◆ Goal:
Update the lines below by changing every "population tally" to "object count". Keep all other wording unchanged.

Data entries
--*--
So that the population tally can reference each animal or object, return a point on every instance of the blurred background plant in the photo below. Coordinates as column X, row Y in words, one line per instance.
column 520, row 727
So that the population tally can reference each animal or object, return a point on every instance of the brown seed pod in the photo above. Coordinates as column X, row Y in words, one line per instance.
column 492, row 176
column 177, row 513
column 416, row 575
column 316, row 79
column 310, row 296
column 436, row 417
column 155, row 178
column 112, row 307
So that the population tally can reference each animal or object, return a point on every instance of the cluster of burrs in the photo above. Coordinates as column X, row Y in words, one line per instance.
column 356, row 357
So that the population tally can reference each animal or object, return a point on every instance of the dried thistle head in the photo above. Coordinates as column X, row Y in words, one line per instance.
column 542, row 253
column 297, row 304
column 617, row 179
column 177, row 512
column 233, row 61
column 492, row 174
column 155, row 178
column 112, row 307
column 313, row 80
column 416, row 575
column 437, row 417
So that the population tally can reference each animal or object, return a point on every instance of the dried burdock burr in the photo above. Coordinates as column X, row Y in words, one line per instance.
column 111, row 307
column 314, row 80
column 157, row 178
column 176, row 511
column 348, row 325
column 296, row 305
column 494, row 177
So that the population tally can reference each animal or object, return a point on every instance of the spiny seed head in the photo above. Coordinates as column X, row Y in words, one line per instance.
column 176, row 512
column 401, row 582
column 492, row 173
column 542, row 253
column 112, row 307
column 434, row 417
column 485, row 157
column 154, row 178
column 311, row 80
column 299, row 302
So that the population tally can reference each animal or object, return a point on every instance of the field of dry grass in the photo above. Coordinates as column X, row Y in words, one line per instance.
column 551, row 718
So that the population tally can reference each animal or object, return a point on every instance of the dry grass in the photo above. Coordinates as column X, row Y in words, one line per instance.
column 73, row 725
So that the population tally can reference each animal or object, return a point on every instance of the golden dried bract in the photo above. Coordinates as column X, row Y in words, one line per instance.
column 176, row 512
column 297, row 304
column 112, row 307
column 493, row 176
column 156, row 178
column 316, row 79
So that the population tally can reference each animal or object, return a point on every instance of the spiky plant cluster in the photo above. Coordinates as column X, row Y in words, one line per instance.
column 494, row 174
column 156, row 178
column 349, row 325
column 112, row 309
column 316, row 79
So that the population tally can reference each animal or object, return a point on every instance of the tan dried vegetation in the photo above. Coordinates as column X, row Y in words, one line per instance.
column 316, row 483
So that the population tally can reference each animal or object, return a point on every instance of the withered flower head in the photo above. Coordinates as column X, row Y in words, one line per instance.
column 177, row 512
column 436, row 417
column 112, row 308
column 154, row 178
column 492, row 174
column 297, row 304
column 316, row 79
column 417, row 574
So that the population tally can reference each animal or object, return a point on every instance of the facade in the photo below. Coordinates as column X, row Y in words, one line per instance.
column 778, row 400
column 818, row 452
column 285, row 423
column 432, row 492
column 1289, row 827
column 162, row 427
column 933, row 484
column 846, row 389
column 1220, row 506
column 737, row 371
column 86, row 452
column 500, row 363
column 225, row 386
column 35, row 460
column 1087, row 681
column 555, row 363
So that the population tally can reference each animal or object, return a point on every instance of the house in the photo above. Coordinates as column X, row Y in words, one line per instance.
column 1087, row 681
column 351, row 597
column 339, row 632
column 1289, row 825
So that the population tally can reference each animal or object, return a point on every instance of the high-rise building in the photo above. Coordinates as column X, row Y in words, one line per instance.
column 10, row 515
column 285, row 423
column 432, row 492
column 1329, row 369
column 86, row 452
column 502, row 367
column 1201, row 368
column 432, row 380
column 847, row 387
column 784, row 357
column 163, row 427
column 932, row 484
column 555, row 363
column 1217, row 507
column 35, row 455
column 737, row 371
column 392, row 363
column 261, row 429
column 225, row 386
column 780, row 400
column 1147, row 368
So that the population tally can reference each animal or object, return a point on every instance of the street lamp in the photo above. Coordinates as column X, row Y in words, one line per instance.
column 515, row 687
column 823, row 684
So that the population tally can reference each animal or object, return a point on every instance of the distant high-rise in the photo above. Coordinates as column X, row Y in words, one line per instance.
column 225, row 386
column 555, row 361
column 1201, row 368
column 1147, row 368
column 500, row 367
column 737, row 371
--*--
◆ Answer for the task:
So that the object count can reference each animal or object, return a point on every instance of the blurred background plant in the photo below. Coordinates as column X, row Y in words, one line per instance.
column 520, row 727
So that the object count can reference each animal or object, return a point on every instance of the brown seed pod in the photo above. Coordinates as column X, row Y in words, one line per instance.
column 492, row 176
column 177, row 513
column 416, row 575
column 316, row 79
column 310, row 296
column 436, row 417
column 155, row 178
column 112, row 307
So that the object count can reference each animal or object, return a point on every instance of the cluster of burrs in the photo above. Coordinates as column X, row Y in words, one line per instance.
column 356, row 357
So that the object count can reference each animal or object, return a point on every instance of the dried thistle head in the photo above. Coordinates as column X, row Y in words, one line per instance.
column 542, row 253
column 297, row 304
column 617, row 179
column 177, row 512
column 233, row 61
column 492, row 174
column 155, row 178
column 112, row 307
column 313, row 80
column 416, row 575
column 437, row 417
So that the object count can reference each animal or object, return a point on every instance of the dried burdock burr in the photo above. Coordinates as column X, row Y in words, one line per instance.
column 111, row 307
column 314, row 80
column 157, row 178
column 176, row 511
column 348, row 325
column 296, row 305
column 494, row 177
So that the object count can reference each animal or object, return a point on every instance of the spiny seed head in the photo above. Coordinates as column X, row Y in words, one line per instance.
column 176, row 512
column 401, row 582
column 492, row 173
column 542, row 253
column 112, row 307
column 434, row 417
column 485, row 157
column 154, row 178
column 311, row 80
column 299, row 302
So that the object count can reference each animal or object, return a point on every instance of the field of dry grass in the photo above. Coordinates as column X, row Y in words, one line per instance.
column 551, row 718
So that the object count can reference each animal or object, return a point on every instance of the dry grass in the photo above. Coordinates as column X, row Y in words, one line per instance.
column 73, row 725
So that the object count can reference each animal or object, return a point on every instance of the golden dried bract in the photo above. Coordinates as column X, row Y in words, one line per instance.
column 176, row 512
column 297, row 304
column 112, row 307
column 493, row 176
column 156, row 178
column 316, row 79
So that the object count can reference each animal or object, return a point on every instance of the spiky plant cluster in the photo above. Coordinates as column X, row Y in words, one line per instance.
column 494, row 174
column 156, row 178
column 349, row 325
column 112, row 309
column 316, row 79
So that the object count can reference each animal or object, return a point on every instance of the tan dried vegetation in the photo above. Coordinates as column X, row Y in words, one line per instance.
column 316, row 483
So that the object count can reference each animal or object, return a point on every instance of the withered flower head in the photo above. Coordinates as column X, row Y in words, one line per instance.
column 177, row 512
column 436, row 417
column 112, row 308
column 154, row 178
column 492, row 174
column 297, row 304
column 316, row 79
column 417, row 574
So that the object count can reference each animal or object, return a point on every instance of the facade in the photo below. Coordinates as column X, row Y in words, one line per instance.
column 778, row 400
column 818, row 452
column 285, row 423
column 432, row 492
column 1289, row 827
column 162, row 427
column 933, row 484
column 846, row 389
column 1220, row 506
column 737, row 371
column 86, row 452
column 500, row 363
column 225, row 386
column 35, row 460
column 1087, row 681
column 555, row 363
So that the object count can reference each animal or object, return a point on every instance of the house in the photo above. Coordinates as column X, row Y in words, one line per instance.
column 1087, row 681
column 351, row 597
column 339, row 632
column 1289, row 825
So that the object count can reference each animal or object, return a point on every instance of the high-rise building in the photo above. Coordinates as column X, row Y in words, one line per instance.
column 10, row 515
column 285, row 423
column 432, row 492
column 1329, row 369
column 86, row 452
column 502, row 367
column 1201, row 368
column 432, row 380
column 847, row 387
column 784, row 357
column 163, row 427
column 932, row 484
column 555, row 363
column 1217, row 507
column 35, row 455
column 737, row 371
column 392, row 363
column 261, row 429
column 225, row 386
column 780, row 400
column 1147, row 368
So that the object count can reference each animal or object, return a point on every instance of the street lamp in the photo above. Coordinates as column X, row Y in words, one line per instance.
column 515, row 687
column 823, row 684
So that the object count can reference each animal or object, return a point on every instance of the distant high-rise in the photo above. Coordinates as column X, row Y in words, one line per instance.
column 225, row 386
column 555, row 361
column 1201, row 368
column 1147, row 368
column 500, row 367
column 737, row 371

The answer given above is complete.